All host or domain names are either names relative to the current domain
with no dots inside or absolute names (in this case, NSC automatically
ensures that the trailing dot is present in the resource records). If you
really need a relative name with dots, escape all dots as "\.".

Your menu:

SOA(domain-name)
                Generate a SOA record for the domain. This must be the first
                declaration in the config file. The parameters of the SOA
                are taken from configuration variables (see below). The
                serial number is calculated from the version number remembered
                in the version file, following the usual practice of encoding
                current date and a sequence number within the current day
                in the serial number, which is guaranteed to be strictly
                increasing unless you perform more than 99 updates in a single
                day (in which case NSC stops and tells you to tweak the serial
                number manually).

                The SOA record otherwise acts like a sub-domain (D) declaration,
                therefore it can be followed by other records like NS (mandatory)
                or MX.

H(host)
                Start declaration of a host. Doesn't generate anything, only
                remembers the host's name.

ADDR(addr...)
                Specify addresses for the current host. In the normal mode, it
                creates A/AAAA records, in the reverse mode, PTR records.

H(host, addr...)
                A shortcut for H(host) ADDR(addr...) -- in many cases everything
                you need for a single host.

DADDR(addr...)
                Like ADDR, but suppresses PTR records. (This one is useful if you
                have a single IP address used for zillions of names and you want
                to avoid having zillions of PTR records for the same address.)

DH(host, addr...)
                A shortcut for H(host) DADDR(addr...)

D(domain)
                Start declaration of a sub-domain. Technically the same as H(domain),
                but this one should be more intuitive.

GLUE(ns, addr...)
                Specify a glue record for a name server contained within a sub-domain
                it's a primary for. Currently it's an equivalent of DH(ns, addr...).

NS(ns...)
                Specify a list of name server names for the current domain
                (started by either a SOA or D declaration). Generates NS records.

DS()
DS(dsset)
                Include DS records for the current sub-domain. With no arguments,
                they are loaded from dss/<sub-domain>. If the name of the sub-domain
                does not match the name of the DSset (as it frequently happens with
                reverse zones), you can specify the DSset name explicitly.

MX(mx...)
                Specify a list of mail exchangers for the current host or domain.
                Each mail exchanger should be preceded by a priority. Generates
                MX records.

HI(hw,os)
                Specify a HINFO record for the current host. Very rare in the
                today's Internet.

ALIAS(alias...)
                Specify a list of aliases for the current host or domain.
                Generates a series of CNAME records pointing from the aliases
                to the current host/domain.

TXT(text)
                Specify a TXT record for the current host or domain.

RP(mail, txt)
                Specify a RP (responsible person) record for the current host or domain.
                The first argument is a mail address in DNS notation (with `@' replaced
                by `.' as in the SOA record), the second one is a name of a TXT record
                with contact information.

---

■ What the task requires ■
State whether each statement below agrees with the NSC reference text, answering yes or no and quoting the words of the text that decide it: (a) the SOA declaration must be the first declaration in the config file; (b) DADDR creates PTR records in the reverse mode; (c) the H(host) declaration generates records on its own.

■ Given records ■
---

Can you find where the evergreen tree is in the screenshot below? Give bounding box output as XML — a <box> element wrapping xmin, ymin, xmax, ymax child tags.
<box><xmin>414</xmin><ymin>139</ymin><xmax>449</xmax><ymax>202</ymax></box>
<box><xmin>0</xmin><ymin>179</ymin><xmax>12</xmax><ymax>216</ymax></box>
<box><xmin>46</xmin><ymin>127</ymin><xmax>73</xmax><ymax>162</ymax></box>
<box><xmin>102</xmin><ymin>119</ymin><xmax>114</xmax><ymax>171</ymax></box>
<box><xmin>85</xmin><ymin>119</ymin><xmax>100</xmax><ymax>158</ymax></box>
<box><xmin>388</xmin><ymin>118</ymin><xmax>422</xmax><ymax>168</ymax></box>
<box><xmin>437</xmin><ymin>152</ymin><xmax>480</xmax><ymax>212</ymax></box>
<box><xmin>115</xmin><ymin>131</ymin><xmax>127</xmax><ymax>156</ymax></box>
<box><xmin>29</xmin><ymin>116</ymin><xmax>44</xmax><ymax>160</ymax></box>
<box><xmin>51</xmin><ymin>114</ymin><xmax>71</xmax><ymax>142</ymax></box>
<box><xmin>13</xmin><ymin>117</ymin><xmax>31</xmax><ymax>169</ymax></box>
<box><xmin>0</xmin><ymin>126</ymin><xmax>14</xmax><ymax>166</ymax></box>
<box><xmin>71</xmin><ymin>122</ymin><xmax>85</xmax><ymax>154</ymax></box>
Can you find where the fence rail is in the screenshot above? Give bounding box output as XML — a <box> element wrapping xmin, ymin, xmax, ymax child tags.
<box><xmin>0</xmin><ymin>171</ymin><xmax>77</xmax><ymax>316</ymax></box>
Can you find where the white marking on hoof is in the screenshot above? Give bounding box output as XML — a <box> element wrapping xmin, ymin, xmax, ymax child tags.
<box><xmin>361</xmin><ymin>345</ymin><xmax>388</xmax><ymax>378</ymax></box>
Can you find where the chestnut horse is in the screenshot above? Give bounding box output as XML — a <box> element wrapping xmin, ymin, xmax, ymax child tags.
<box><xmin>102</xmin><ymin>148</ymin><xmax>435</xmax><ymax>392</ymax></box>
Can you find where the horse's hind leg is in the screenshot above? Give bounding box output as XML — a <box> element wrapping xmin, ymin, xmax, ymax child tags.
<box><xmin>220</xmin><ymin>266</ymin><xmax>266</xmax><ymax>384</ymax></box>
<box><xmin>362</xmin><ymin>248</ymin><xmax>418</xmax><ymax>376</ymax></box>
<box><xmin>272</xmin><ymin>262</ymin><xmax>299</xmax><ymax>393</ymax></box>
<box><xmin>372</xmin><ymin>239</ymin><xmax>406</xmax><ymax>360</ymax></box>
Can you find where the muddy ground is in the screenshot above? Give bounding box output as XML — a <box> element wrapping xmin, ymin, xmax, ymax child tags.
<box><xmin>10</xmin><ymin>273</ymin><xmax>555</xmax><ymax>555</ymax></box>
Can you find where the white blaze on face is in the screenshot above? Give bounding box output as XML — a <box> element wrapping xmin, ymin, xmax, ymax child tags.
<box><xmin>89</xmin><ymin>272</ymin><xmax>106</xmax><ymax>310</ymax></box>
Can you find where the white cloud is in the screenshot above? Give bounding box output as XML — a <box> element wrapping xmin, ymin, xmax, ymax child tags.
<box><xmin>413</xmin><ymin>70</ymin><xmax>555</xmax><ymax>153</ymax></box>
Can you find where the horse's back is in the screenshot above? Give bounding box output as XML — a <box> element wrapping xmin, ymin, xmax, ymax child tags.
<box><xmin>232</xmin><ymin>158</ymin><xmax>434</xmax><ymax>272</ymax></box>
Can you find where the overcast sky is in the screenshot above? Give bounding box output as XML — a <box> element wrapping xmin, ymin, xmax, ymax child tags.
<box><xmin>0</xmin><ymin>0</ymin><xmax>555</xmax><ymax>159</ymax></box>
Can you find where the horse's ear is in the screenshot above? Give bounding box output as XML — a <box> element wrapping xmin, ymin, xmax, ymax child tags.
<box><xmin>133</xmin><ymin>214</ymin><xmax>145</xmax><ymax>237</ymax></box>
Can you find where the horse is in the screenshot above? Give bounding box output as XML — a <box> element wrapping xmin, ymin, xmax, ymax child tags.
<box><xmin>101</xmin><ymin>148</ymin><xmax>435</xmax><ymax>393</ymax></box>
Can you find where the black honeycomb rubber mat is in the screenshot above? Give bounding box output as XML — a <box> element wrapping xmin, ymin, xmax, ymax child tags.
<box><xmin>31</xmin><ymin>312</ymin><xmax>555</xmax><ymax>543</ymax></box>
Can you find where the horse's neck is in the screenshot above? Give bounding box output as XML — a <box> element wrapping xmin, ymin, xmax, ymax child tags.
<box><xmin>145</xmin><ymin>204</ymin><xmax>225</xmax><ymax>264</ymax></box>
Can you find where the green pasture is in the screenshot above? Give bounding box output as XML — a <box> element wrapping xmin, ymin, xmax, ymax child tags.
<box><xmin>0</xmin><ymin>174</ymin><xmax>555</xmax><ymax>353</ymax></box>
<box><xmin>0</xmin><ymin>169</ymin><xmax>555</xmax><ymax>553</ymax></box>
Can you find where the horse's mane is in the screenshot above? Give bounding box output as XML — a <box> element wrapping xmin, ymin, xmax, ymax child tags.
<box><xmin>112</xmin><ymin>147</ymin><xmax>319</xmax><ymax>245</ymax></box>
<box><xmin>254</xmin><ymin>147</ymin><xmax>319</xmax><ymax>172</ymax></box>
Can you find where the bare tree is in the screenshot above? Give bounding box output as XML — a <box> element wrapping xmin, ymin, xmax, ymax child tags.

---

■ Completed task ■
(a) Yes: "This must be the first declaration in the config file."
(b) No: "Like ADDR, but suppresses PTR records."
(c) No: "Doesn't generate anything, only remembers the host's name."